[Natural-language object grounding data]
━━━
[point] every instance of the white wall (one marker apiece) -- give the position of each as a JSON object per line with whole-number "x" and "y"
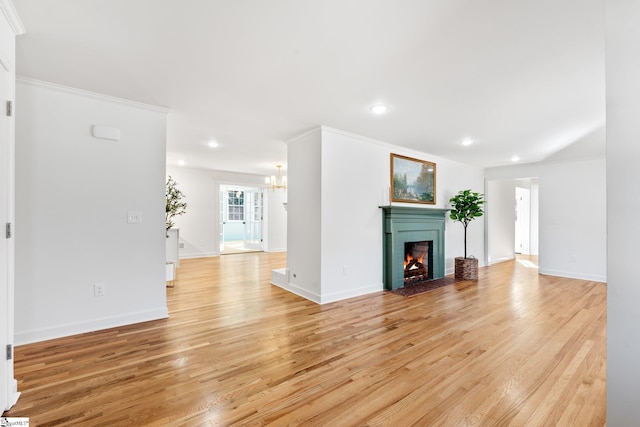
{"x": 572, "y": 215}
{"x": 304, "y": 225}
{"x": 10, "y": 26}
{"x": 623, "y": 202}
{"x": 199, "y": 226}
{"x": 500, "y": 220}
{"x": 347, "y": 186}
{"x": 535, "y": 217}
{"x": 72, "y": 198}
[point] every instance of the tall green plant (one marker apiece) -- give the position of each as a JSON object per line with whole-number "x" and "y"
{"x": 175, "y": 205}
{"x": 467, "y": 206}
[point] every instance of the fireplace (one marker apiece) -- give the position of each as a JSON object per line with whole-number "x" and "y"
{"x": 417, "y": 259}
{"x": 413, "y": 237}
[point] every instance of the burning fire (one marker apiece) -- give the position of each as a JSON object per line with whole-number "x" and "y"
{"x": 417, "y": 262}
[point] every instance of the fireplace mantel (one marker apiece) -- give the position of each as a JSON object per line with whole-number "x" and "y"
{"x": 408, "y": 224}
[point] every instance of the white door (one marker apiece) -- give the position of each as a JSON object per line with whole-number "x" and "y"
{"x": 222, "y": 204}
{"x": 6, "y": 244}
{"x": 253, "y": 220}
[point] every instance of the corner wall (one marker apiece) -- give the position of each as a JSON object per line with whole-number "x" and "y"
{"x": 335, "y": 223}
{"x": 623, "y": 204}
{"x": 572, "y": 222}
{"x": 73, "y": 195}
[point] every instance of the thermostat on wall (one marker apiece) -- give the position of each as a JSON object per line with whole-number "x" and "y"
{"x": 106, "y": 132}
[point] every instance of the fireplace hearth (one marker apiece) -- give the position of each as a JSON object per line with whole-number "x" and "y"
{"x": 413, "y": 245}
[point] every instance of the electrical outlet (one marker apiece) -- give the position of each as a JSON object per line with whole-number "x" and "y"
{"x": 98, "y": 290}
{"x": 134, "y": 217}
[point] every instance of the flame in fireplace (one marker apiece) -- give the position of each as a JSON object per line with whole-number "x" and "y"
{"x": 408, "y": 258}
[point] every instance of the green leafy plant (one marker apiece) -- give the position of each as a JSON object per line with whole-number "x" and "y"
{"x": 175, "y": 205}
{"x": 467, "y": 206}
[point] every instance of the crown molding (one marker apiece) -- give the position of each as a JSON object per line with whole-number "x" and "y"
{"x": 10, "y": 12}
{"x": 94, "y": 95}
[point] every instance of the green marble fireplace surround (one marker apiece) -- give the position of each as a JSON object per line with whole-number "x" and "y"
{"x": 403, "y": 224}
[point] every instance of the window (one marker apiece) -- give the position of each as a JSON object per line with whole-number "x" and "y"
{"x": 236, "y": 206}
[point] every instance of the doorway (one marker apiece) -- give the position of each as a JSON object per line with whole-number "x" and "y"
{"x": 523, "y": 221}
{"x": 512, "y": 219}
{"x": 241, "y": 219}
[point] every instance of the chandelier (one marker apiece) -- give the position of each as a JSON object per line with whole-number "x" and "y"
{"x": 279, "y": 182}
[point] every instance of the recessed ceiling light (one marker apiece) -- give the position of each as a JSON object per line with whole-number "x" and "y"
{"x": 378, "y": 109}
{"x": 466, "y": 142}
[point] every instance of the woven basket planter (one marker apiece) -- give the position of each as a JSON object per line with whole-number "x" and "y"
{"x": 466, "y": 268}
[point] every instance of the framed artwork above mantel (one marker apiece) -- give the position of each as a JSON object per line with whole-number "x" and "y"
{"x": 412, "y": 180}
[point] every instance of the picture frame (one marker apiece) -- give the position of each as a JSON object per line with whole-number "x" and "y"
{"x": 412, "y": 180}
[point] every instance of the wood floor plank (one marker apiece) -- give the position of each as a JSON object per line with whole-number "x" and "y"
{"x": 514, "y": 348}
━━━
● WHAT YOU HAVE TO DO
Reproduce the data above word for word, but leave the images out.

● REPLY TO THE TASK
[point] every instance of the white wall (one marker apiece) -- give the position of each as a JSON object per line with whole-number "x" and "y"
{"x": 572, "y": 215}
{"x": 304, "y": 225}
{"x": 10, "y": 26}
{"x": 623, "y": 202}
{"x": 199, "y": 226}
{"x": 500, "y": 220}
{"x": 347, "y": 186}
{"x": 535, "y": 217}
{"x": 72, "y": 198}
[point] every instance of the tall green plant (one marker apiece) -- give the position of each as a JSON object per line with whole-number "x" and "y"
{"x": 175, "y": 205}
{"x": 467, "y": 206}
[point] every instance of the fireplace (one marker apiece) -- give the position of each as a JSON object per line with whole-number "x" and "y"
{"x": 417, "y": 259}
{"x": 413, "y": 237}
[point] every instance of the burning fire (one marker apiece) -- give the position of each as a JSON object per line with whole-number "x" and "y"
{"x": 417, "y": 262}
[point] every instance of the fireplace mantel (one marker apiece) -- give the position of each as a JSON object per line with whole-number "x" and "y"
{"x": 408, "y": 224}
[point] every instance of the white door (one marker apiece) -- give the position of each as a JSON object per line with whole-number "x" and "y"
{"x": 222, "y": 204}
{"x": 6, "y": 244}
{"x": 253, "y": 220}
[point] every instance of the corner wall (one marker apiece) -- give the position of each as a JSON object per line with whole-number "x" and "y"
{"x": 335, "y": 223}
{"x": 623, "y": 204}
{"x": 572, "y": 222}
{"x": 73, "y": 195}
[point] every instance of the thermostat on wall (one marker apiece) -- give the position of each as a JSON object per line with whole-number "x" and "y"
{"x": 106, "y": 132}
[point] every instance of the fireplace hearth (one marker apiece) -- give the position of each as a JSON object per line with whole-number "x" and "y"
{"x": 413, "y": 245}
[point] every instance of the electrical outlet (one marker apiece) -- give the position of each as a JSON object per line with whole-number "x" and "y"
{"x": 98, "y": 290}
{"x": 134, "y": 217}
[point] every instance of the flame in fireplace (one marker apiece) -- give the position of each as a JSON object per line with whole-number "x" and "y"
{"x": 408, "y": 258}
[point] every instance of the green leafy plant (one marker apiece) -- give the position of each as a JSON object per line with whole-number "x" and "y"
{"x": 175, "y": 205}
{"x": 467, "y": 206}
[point] every instance of the crown molding (one marker apiece) -- give the position of each as a JSON object per line with whole-number "x" and "y"
{"x": 10, "y": 12}
{"x": 94, "y": 95}
[point] every instance of the green marble fireplace surround (one marker apiece) -- give the position of each as a JSON object per line with whole-number "x" and "y"
{"x": 403, "y": 224}
[point] every instance of the window (one marker apiece) -- give the position of each as a JSON object per line with whole-number "x" and "y"
{"x": 236, "y": 206}
[point] every instance of the doorway (one marker apiece) -- give the position of each as a JSON object per line with whole-number "x" and "y"
{"x": 523, "y": 221}
{"x": 512, "y": 219}
{"x": 241, "y": 219}
[point] every instance of the chandelier (one marker apiece) -- give the position of each as a JSON object per line with whole-number "x" and "y"
{"x": 279, "y": 182}
[point] every instance of the recessed ceiling light (one marker apiece) -- give the position of each as a JSON object per line with whole-number "x" and "y"
{"x": 378, "y": 109}
{"x": 466, "y": 142}
[point] every instance of the woven basket planter (one marker apiece) -- give the position of each as a JSON object per line with whole-number "x" and "y"
{"x": 466, "y": 268}
[point] every instance of the framed artwork above mantel (one marker apiece) -- give the position of each as a JSON object per line with whole-number "x" and "y"
{"x": 412, "y": 180}
[point] every instance of the picture frame (one marker apiece) -- give the position of each as a JSON object per line with whole-number "x" and "y"
{"x": 412, "y": 180}
[point] every instance of the wood floor plank (one marker apiece) -- give the position of each as a JSON object per line with whole-number "x" and "y"
{"x": 514, "y": 348}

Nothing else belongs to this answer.